→ **Problem statement**
Using the listing below, copy exactly the lines from the one containing "target | bucket handle" to the one containing "target | safety harness", both lines included, and no others.
****
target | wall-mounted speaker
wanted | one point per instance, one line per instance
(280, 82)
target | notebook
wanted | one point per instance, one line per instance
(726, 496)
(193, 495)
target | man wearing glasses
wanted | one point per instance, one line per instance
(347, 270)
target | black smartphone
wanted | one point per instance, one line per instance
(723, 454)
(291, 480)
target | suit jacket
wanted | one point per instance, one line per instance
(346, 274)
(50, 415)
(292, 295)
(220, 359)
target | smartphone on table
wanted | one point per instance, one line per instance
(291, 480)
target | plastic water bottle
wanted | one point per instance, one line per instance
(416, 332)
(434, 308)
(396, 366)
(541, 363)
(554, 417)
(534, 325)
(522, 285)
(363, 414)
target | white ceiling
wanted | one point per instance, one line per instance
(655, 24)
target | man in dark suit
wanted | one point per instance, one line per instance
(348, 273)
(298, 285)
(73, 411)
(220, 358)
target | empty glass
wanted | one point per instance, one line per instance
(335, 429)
****
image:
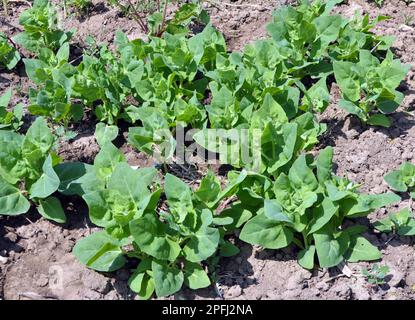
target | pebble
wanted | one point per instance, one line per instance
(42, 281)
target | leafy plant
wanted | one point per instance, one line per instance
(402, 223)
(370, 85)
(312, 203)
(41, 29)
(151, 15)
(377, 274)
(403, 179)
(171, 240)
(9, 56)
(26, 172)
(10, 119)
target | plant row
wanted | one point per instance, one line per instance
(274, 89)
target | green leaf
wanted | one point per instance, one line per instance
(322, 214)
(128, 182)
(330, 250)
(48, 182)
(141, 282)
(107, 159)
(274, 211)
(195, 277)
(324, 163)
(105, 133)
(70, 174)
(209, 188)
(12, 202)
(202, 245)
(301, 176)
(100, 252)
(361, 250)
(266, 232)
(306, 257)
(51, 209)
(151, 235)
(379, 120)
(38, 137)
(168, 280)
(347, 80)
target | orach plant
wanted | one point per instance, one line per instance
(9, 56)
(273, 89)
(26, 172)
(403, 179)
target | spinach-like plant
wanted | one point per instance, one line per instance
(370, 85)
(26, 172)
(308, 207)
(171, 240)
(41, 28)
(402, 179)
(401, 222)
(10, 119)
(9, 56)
****
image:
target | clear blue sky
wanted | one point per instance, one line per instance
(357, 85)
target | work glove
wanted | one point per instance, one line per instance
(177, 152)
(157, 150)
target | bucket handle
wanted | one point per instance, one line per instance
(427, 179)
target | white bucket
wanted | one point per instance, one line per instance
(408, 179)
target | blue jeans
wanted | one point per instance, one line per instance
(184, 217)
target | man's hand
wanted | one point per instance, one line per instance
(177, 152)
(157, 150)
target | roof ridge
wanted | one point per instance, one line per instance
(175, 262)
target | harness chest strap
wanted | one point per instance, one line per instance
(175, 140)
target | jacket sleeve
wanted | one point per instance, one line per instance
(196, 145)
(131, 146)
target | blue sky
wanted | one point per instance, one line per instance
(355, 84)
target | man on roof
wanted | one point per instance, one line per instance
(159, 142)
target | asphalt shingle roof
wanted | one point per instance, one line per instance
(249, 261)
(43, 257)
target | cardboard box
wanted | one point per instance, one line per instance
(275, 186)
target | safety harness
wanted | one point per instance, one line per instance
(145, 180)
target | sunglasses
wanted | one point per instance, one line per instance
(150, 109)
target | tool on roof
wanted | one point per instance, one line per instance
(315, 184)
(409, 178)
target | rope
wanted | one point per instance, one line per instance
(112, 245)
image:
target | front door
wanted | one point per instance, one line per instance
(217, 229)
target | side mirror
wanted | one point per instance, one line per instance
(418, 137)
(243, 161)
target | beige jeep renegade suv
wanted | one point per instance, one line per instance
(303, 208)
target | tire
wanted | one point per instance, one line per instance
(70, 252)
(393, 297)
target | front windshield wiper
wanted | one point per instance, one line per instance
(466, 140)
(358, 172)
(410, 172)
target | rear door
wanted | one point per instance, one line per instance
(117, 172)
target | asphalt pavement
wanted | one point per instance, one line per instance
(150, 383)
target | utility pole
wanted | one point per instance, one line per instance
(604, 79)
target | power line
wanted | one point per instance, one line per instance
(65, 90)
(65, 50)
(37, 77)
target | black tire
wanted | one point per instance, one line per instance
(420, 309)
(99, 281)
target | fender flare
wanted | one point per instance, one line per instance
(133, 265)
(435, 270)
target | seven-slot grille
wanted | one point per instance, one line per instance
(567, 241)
****
→ **Task solution**
target | bucket handle
wanted | one point per instance, one line per instance
(427, 179)
target | white bucket
wanted | one point per instance, one line per instance
(408, 179)
target | blue jeans
wanted | one point per instance, one line per instance
(184, 217)
target | man's hand
wanted | one point per instance, one line per instance
(177, 152)
(157, 150)
target | roof ridge
wanted | one point per instance, one line per instance
(175, 262)
target | harness chest strap
wanted | one point per instance, one line per instance
(175, 140)
target | jacket sleeve
wanted | one point per instance, one line per instance
(196, 145)
(131, 146)
target | blue sky
wanted | one point per instance, one line per instance
(355, 84)
target | man on roof
wanted | one point per instance, one line per instance
(159, 142)
target | asphalt shingle roof
wanted | one point per instance, one line per instance
(249, 261)
(43, 257)
target | cardboard box
wanted | one point per instance, one line per instance
(275, 186)
target | safety harness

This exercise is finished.